* _Stated exercise_: In the text on quantitative trading, turn the paragraph that begins "Quants need extremely large volumes" into a short bulleted list that keeps its main facts.

* _Extract provided_:
Quantitative trading, not to be confused with algorithmic trading, is a trading approach that relies on mathematical models and statistical analysis to make trading decisions.

This data-driven method contrasts with discretionary trading, which relies heavily on intuition and human judgment.

Quantitative trading has become increasingly popular in recent years, accounting for an ever-increasing amount of trading volume on the markets, especially the indexes and futures.

This beginner’s guide will explore quantitative trading, who quants are, how it differs from algorithmic trading, and the potential steps to become a quant.

## Contents

Quantitative trading uses complex mathematical and statistical models to analyze market data and identify profitable trading opportunities.

Many of these systems rely on principles such as mean reversion, liquidity hunting, and auction theory.

This type of trading can be both high frequency, where thousands of trades are posted each day, or on a longer time frame, where the data dictates when to buy and sell on an inter day basis.

Now that you have the basics of what quant trading is:  let’s take a look at some of the basic steps most quant systems use to go from idea to operational:

#### Data Collection

Quants need extremely large volumes of data. The types include market data, prices, volumes, bid and ask data, news, earnings reports, and other types of “alternative data.” This data is then utilized in the next step.

#### Research

In the research phase, all the data collected above is cleaned and utilized to start testing hypotheses. Sometimes these are simple, like a Moving average cross; sometimes, these are extremely complex, like how the global rainfall and humidity variances affect coffee future prices.

* _Record set_:
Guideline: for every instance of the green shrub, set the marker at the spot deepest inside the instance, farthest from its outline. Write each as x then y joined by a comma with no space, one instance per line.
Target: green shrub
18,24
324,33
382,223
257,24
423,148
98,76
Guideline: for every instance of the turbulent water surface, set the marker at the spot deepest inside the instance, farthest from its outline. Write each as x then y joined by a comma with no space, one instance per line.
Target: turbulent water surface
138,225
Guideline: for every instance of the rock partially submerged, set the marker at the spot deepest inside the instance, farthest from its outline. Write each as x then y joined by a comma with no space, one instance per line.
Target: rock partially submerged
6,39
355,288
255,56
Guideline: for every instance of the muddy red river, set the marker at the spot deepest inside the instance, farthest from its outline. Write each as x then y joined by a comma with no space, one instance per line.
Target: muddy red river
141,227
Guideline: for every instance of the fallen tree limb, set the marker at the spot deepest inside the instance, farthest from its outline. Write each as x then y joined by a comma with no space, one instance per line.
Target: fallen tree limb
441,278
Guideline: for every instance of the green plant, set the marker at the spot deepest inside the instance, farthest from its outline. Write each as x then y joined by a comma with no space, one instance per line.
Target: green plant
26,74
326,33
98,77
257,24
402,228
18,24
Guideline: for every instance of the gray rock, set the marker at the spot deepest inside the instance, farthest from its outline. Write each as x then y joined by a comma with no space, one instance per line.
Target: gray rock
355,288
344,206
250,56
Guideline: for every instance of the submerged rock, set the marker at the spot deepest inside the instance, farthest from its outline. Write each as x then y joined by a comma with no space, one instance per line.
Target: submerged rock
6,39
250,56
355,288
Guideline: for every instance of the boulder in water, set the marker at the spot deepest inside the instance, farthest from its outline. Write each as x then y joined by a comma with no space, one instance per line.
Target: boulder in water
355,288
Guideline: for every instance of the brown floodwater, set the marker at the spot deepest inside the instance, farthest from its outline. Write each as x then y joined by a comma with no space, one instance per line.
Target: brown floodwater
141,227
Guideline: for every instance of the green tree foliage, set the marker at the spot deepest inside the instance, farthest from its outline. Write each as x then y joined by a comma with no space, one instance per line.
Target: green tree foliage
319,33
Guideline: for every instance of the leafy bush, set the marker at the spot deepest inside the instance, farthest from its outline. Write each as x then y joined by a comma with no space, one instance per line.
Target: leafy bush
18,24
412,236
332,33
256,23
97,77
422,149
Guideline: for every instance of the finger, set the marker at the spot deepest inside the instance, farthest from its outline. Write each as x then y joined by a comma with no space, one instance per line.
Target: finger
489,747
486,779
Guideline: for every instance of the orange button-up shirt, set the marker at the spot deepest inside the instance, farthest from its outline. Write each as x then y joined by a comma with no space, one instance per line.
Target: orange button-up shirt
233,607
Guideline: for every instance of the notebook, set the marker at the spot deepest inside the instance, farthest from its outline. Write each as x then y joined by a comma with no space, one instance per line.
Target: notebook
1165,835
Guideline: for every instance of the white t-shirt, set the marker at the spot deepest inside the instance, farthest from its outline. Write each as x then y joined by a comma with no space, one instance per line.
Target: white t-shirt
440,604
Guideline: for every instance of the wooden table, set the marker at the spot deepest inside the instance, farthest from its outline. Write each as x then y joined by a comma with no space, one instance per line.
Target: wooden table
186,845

* _Final answer_:
- Quants need extremely large volumes of data.
- Data types: market data, prices, volumes, bid and ask data, news, earnings reports, and other "alternative data."
- This data is then used in the next step.